START Source extract

Blueprint for the future of nurse training published

Widening access to nursing and providing better career development to healthcare assistants (HCAs) are key recommendations of a national review into care and nursing education. 

The Shape of Caring review, led by Lord Willis, has made 34 recommendations for the future education and training of nurses and care assistants. 

One interesting recommendation is that Health Education England (HEE), which commissioned the report alongside the Nursing & Midwifery Council (NMC) should work with the care sector to develop an e-portfolio tool that will allow ‘signed-off competencies’ to be recorded electronically on a national database. 

The Shape of Caring Review proposes a major overhaul of the way HCAs are trained, calling for national competency standards to be developed for the workforce across both health and social care in England. 

It was suggested that HEE should evaluate the impact of the Care Certificate on care outcomes and patient experience, and subject to this happening any future government should ensure the certificate is a mandatory requirement. 

Lord Willis (pictured), the independent chair of the review, said: “There are 1.3 million care assistants and half a million registered nurses in England: it is vital to invest in this essential workforce. 

Lord Willis“In the future, patients and the public will have more complex clinical needs and higher expectations than ever before. The education and training of nurses and care assistants need to reflect the changing care environment, and equip them to deliver high quality care. I hope that it will be seen as a framework to shape the debate on how we can develop a world class caring workforce.” 

The review noted that where possible, new undergraduate approaches should encourage care assistants to enter nursing by widening access and removing barriers, such as finance and travel. 

“Without undermining the standard of pre-registration, the system needs to recognise the skills and experience that support staff can bring to the nursing profession,” it noted. 

Lord Willis added that the next step must be to develop an action plan that will take forward this work and translate the recommendations into short, medium and long-term achievement objectives. It was noted that current proposals are “purely recommendations at this stage”.

END Source extract
START Entries provided

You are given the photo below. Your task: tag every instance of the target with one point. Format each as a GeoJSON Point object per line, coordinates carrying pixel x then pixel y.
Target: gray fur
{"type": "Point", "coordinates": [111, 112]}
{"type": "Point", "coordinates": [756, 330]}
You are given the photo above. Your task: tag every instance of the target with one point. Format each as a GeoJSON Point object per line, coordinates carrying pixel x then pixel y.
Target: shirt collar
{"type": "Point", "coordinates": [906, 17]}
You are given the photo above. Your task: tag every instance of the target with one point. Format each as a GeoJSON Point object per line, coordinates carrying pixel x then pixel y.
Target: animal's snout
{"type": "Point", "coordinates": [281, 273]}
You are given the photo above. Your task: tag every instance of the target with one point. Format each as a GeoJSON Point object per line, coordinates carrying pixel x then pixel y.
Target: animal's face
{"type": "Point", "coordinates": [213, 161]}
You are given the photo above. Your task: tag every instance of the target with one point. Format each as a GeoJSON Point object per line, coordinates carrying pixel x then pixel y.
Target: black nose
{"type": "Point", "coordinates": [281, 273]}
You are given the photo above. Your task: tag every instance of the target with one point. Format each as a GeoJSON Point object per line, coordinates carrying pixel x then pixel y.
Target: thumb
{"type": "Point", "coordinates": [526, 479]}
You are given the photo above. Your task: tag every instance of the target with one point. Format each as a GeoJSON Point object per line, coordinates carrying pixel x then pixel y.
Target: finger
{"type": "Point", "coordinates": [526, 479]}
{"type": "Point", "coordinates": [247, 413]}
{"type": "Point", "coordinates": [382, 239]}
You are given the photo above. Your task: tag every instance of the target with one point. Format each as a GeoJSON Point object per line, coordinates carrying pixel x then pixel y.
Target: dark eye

END Entries provided

Reproduce the nurse training article in full, word for word. Work from the nurse training article alone.

◆ Output for this exercise
Blueprint for the future of nurse training published

Widening access to nursing and providing better career development to healthcare assistants (HCAs) are key recommendations of a national review into care and nursing education. 

The Shape of Caring review, led by Lord Willis, has made 34 recommendations for the future education and training of nurses and care assistants. 

One interesting recommendation is that Health Education England (HEE), which commissioned the report alongside the Nursing & Midwifery Council (NMC) should work with the care sector to develop an e-portfolio tool that will allow ‘signed-off competencies’ to be recorded electronically on a national database. 

The Shape of Caring Review proposes a major overhaul of the way HCAs are trained, calling for national competency standards to be developed for the workforce across both health and social care in England. 

It was suggested that HEE should evaluate the impact of the Care Certificate on care outcomes and patient experience, and subject to this happening any future government should ensure the certificate is a mandatory requirement. 

Lord Willis (pictured), the independent chair of the review, said: “There are 1.3 million care assistants and half a million registered nurses in England: it is vital to invest in this essential workforce. 

Lord Willis“In the future, patients and the public will have more complex clinical needs and higher expectations than ever before. The education and training of nurses and care assistants need to reflect the changing care environment, and equip them to deliver high quality care. I hope that it will be seen as a framework to shape the debate on how we can develop a world class caring workforce.” 

The review noted that where possible, new undergraduate approaches should encourage care assistants to enter nursing by widening access and removing barriers, such as finance and travel. 

“Without undermining the standard of pre-registration, the system needs to recognise the skills and experience that support staff can bring to the nursing profession,” it noted. 

Lord Willis added that the next step must be to develop an action plan that will take forward this work and translate the recommendations into short, medium and long-term achievement objectives. It was noted that current proposals are “purely recommendations at this stage”.